** AIM OF THE TASK **
Can you rewrite all the entries below with "Quickstart" renamed to "Usage", leaving every other part unchanged?

Dataset excerpts on object pointing
____

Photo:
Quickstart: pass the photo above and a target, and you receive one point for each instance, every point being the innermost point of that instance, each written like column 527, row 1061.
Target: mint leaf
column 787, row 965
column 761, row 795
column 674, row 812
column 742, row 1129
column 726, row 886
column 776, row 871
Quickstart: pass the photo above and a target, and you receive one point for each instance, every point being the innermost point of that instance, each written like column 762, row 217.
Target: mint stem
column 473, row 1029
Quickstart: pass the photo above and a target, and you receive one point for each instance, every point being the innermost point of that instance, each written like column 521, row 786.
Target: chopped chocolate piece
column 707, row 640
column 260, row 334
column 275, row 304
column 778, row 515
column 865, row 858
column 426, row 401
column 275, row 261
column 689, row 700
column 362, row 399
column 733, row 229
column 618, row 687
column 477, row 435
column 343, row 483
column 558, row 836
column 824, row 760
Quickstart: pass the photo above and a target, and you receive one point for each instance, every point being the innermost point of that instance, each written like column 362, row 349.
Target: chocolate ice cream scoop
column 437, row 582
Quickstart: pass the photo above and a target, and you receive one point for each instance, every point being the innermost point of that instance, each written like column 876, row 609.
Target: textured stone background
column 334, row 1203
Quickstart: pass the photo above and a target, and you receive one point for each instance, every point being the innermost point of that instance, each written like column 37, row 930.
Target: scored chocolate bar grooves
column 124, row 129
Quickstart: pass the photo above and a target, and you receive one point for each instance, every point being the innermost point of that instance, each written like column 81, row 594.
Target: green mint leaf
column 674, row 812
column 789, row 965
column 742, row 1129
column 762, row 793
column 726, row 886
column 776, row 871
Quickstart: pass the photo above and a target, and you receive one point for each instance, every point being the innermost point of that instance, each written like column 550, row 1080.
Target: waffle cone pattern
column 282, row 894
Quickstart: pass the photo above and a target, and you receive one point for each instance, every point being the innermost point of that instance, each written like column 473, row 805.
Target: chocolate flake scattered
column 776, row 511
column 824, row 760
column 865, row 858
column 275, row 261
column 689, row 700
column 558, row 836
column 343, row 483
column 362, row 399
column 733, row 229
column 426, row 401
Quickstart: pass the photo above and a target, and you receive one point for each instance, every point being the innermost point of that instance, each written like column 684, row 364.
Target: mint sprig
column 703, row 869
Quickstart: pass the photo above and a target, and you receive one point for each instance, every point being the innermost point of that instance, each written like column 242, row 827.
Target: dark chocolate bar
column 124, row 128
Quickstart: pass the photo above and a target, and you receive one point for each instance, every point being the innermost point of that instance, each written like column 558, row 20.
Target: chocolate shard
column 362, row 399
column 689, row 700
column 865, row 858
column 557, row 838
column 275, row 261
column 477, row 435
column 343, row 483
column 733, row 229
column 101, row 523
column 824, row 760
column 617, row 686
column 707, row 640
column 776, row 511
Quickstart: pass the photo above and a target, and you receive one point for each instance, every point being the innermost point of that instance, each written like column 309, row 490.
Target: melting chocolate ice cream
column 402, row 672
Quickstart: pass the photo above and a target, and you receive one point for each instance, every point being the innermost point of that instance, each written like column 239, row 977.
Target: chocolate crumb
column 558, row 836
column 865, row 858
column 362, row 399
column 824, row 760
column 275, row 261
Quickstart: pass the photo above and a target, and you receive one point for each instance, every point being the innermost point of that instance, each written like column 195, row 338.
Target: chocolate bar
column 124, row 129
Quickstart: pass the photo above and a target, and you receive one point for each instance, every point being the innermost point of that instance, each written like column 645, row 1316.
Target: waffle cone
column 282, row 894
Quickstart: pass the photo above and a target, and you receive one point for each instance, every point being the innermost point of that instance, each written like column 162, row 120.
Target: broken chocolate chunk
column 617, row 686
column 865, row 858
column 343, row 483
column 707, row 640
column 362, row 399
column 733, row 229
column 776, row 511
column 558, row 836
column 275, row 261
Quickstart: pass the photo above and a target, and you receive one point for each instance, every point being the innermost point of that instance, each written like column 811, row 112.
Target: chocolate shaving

____

** OUTPUT OF THE TASK **
Photo:
Usage: pass the photo above and a target, and you receive one point for each instance, every point being the innermost point of that instance, each written like column 527, row 1061.
Target: mint leaf
column 787, row 965
column 761, row 795
column 674, row 812
column 742, row 1129
column 726, row 886
column 776, row 871
Usage: pass the photo above and a target, and you receive one point for each instance, every point being the innermost point of that instance, each written like column 762, row 217.
Target: mint stem
column 473, row 1029
Usage: pass the photo above and a target, and you receive one point for each instance, every point being the innermost point of that instance, each written like column 521, row 786.
Target: chopped chocolate piece
column 707, row 640
column 260, row 334
column 275, row 304
column 778, row 515
column 865, row 858
column 426, row 401
column 275, row 261
column 689, row 700
column 362, row 399
column 733, row 229
column 618, row 687
column 477, row 435
column 343, row 483
column 558, row 836
column 824, row 760
Usage: pass the photo above and a target, and you receive one point for each instance, every point being the innermost point of that instance, each written like column 362, row 349.
Target: chocolate ice cream scoop
column 437, row 582
Usage: pass the photo above and a target, and you receive one point for each instance, every point being the innermost point of that instance, each written like column 876, row 609.
Target: textured stone background
column 334, row 1203
Usage: pass the photo above and a target, and you receive one point for each instance, every point being the innermost point of that instance, each written like column 37, row 930.
Target: scored chocolate bar grooves
column 124, row 129
Usage: pass the photo above and a target, and you receive one point for each instance, every point being the innermost point of that instance, each written like column 81, row 594.
Target: green mint leaf
column 674, row 812
column 789, row 965
column 742, row 1129
column 762, row 793
column 726, row 886
column 776, row 871
Usage: pass the photo above and a target, and you receive one point for each instance, every point being the innermost point of that instance, each written like column 550, row 1080.
Target: waffle cone pattern
column 282, row 894
Usage: pass the photo above and a target, and you receive one point for each instance, every point being the innermost point of that instance, each written like column 473, row 805.
Target: chocolate flake scattered
column 776, row 511
column 824, row 760
column 865, row 858
column 275, row 261
column 689, row 700
column 558, row 836
column 343, row 483
column 362, row 399
column 733, row 229
column 426, row 401
Usage: pass the photo above and a target, and you receive one point for each instance, every point being the innermost point of that instance, each written like column 684, row 364.
Target: mint sprig
column 703, row 869
Usage: pass the photo above and a target, and you receive one point for each instance, every point being the innermost point of that instance, each written like column 242, row 827.
Target: dark chocolate bar
column 124, row 128
Usage: pass the photo above and a target, and you receive one point for each instance, every point being the innermost point of that instance, each written like column 558, row 20.
Target: chocolate shard
column 362, row 399
column 689, row 700
column 865, row 858
column 557, row 838
column 275, row 261
column 477, row 435
column 343, row 483
column 733, row 229
column 101, row 523
column 824, row 760
column 617, row 686
column 707, row 640
column 776, row 511
Usage: pass the photo above and a target, and you receive one point for each instance, every point being the innermost point of that instance, each written like column 309, row 490.
Target: melting chocolate ice cream
column 402, row 672
Usage: pass the photo above and a target, and you receive one point for each instance, every point being the innermost point of that instance, each written like column 239, row 977.
Target: chocolate crumb
column 558, row 836
column 865, row 858
column 362, row 399
column 824, row 760
column 275, row 261
Usage: pass the photo above and a target, and you receive one point for each instance, every point being the innermost point of that instance, each written like column 195, row 338.
Target: chocolate bar
column 124, row 129
Usage: pass the photo above and a target, and you receive one point for each instance, every point being the innermost point of that instance, each written like column 645, row 1316.
Target: waffle cone
column 282, row 894
Usage: pass the photo above and a target, and you receive one point for each instance, every point being the innermost point of that instance, each written like column 162, row 120.
Target: broken chocolate chunk
column 617, row 686
column 865, row 858
column 343, row 483
column 707, row 640
column 362, row 399
column 733, row 229
column 776, row 511
column 558, row 836
column 275, row 261
Usage: pass the photo above and a target, and you receive one point for each instance, every point being the innermost point of that instance, each written like column 811, row 112.
Target: chocolate shaving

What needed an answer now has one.